_RIGHE DI PARTENZA_:
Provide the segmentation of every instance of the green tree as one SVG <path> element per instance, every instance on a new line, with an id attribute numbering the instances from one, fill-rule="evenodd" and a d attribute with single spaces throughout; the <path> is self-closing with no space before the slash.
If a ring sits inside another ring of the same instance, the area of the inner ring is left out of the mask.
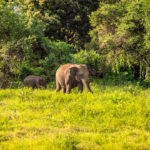
<path id="1" fill-rule="evenodd" d="M 145 78 L 150 65 L 150 4 L 148 0 L 100 3 L 90 16 L 92 45 L 106 55 L 114 71 L 131 68 L 134 76 Z"/>

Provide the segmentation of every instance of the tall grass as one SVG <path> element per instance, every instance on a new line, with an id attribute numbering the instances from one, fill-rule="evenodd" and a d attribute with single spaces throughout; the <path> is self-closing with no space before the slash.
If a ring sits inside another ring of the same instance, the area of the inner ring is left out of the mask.
<path id="1" fill-rule="evenodd" d="M 0 90 L 0 149 L 150 148 L 150 90 L 93 82 L 94 94 Z"/>

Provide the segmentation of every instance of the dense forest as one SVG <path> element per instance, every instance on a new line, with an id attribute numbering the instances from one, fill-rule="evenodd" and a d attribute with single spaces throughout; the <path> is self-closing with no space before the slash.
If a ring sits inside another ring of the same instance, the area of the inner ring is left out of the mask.
<path id="1" fill-rule="evenodd" d="M 150 81 L 149 0 L 1 0 L 0 35 L 1 88 L 65 63 Z"/>

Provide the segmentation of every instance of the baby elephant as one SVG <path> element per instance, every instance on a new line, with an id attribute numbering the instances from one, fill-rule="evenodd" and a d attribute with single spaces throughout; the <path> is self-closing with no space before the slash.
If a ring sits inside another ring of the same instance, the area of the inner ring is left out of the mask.
<path id="1" fill-rule="evenodd" d="M 32 88 L 46 88 L 46 80 L 40 76 L 29 75 L 23 80 L 23 84 Z"/>

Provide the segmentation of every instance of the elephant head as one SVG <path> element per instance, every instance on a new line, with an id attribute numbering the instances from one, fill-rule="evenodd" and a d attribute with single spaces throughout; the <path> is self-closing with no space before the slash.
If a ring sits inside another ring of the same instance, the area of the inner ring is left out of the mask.
<path id="1" fill-rule="evenodd" d="M 70 73 L 75 75 L 75 79 L 79 82 L 82 81 L 87 91 L 93 93 L 89 85 L 89 71 L 87 66 L 85 64 L 73 64 L 69 69 Z"/>

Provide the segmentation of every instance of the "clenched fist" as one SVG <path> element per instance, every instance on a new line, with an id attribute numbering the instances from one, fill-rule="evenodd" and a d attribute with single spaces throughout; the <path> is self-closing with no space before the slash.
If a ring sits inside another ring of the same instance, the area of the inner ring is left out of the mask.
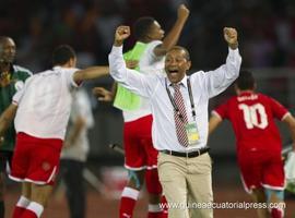
<path id="1" fill-rule="evenodd" d="M 129 26 L 118 26 L 115 33 L 115 46 L 121 46 L 122 41 L 130 36 Z"/>
<path id="2" fill-rule="evenodd" d="M 189 10 L 187 9 L 185 4 L 180 4 L 178 7 L 177 14 L 178 14 L 178 19 L 186 21 L 189 16 Z"/>
<path id="3" fill-rule="evenodd" d="M 224 39 L 232 49 L 236 49 L 238 47 L 237 40 L 237 31 L 232 27 L 224 27 L 223 28 Z"/>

_COSA FARE_: Trasforma in un elenco numerato le righe che vanno da quella che contiene "Provide the segmentation of every instance of the baby" fino a quella che contiene "70 73 L 75 75", incluse entrambe. Lascia fuori le righe vuote.

_LA RISPOSTA_:
1. Provide the segmentation of every instance of the baby elephant as one SVG <path> element per instance, every instance on a new line, with an id attribute numbering the instances from one, fill-rule="evenodd" and a d attribute with single spaces throughout; the <path> is self-closing with no space before the slash.
2. If a ring sits inside another ring of the same instance, the area of the inner ring is left out of the mask.
3. <path id="1" fill-rule="evenodd" d="M 32 88 L 46 88 L 46 80 L 40 76 L 29 75 L 23 80 L 23 84 Z"/>
4. Provide the segmentation of every instance of the elephant head as one SVG <path> element per instance, every instance on a new line, with an id attribute numbering the instances from one, fill-rule="evenodd" and a d attribute with single spaces throughout; the <path> is self-closing with no space before the slash.
5. If a ring sits inside another ring of the same instance, the area of the inner ring is left out of the mask.
6. <path id="1" fill-rule="evenodd" d="M 70 73 L 75 75 L 75 79 L 79 82 L 82 81 L 87 91 L 93 93 L 89 85 L 89 71 L 87 66 L 85 64 L 73 64 L 69 69 Z"/>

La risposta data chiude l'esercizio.